● **Task**
Show each line below that contains the word "bite".

● **Dataset**
──────────
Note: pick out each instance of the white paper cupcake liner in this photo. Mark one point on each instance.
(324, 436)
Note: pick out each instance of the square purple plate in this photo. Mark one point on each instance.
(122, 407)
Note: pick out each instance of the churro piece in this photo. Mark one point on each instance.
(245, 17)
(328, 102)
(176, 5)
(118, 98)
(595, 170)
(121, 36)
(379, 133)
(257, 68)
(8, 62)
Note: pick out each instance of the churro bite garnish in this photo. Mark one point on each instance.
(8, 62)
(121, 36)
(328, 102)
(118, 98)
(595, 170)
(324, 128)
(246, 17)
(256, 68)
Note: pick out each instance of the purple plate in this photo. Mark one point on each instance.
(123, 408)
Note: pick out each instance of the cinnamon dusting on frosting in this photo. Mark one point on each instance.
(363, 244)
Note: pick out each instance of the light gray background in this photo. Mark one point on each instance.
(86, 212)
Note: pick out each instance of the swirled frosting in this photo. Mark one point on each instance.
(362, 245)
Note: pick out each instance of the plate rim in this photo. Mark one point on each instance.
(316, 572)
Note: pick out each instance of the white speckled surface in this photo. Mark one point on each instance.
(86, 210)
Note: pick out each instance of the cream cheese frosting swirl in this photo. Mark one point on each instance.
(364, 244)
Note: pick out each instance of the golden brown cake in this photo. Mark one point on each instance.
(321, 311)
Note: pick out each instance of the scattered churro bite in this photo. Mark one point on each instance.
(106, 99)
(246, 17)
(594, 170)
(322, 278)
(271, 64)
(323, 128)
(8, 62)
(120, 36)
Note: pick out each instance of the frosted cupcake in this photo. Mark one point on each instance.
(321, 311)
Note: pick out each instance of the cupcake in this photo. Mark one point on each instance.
──────────
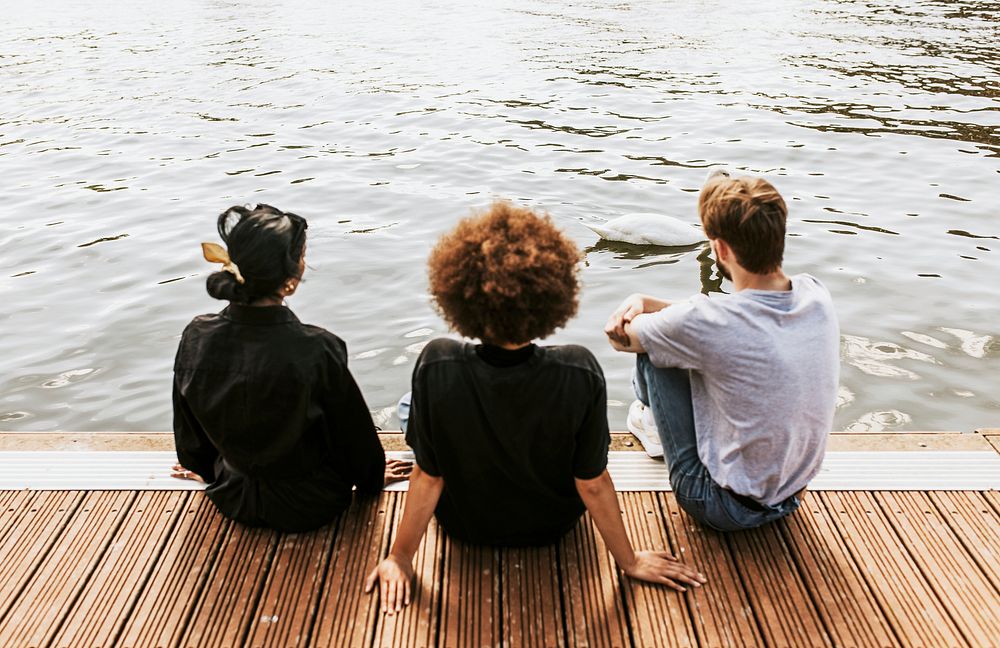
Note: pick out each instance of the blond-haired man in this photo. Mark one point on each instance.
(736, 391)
──────────
● **Response to this exercise**
Note: pick out each instance of the churro bite garnish in this photo. Mark one point on each instance.
Note: pick out each instance of the scattered churro bite in this photo. Mark one point on each instance.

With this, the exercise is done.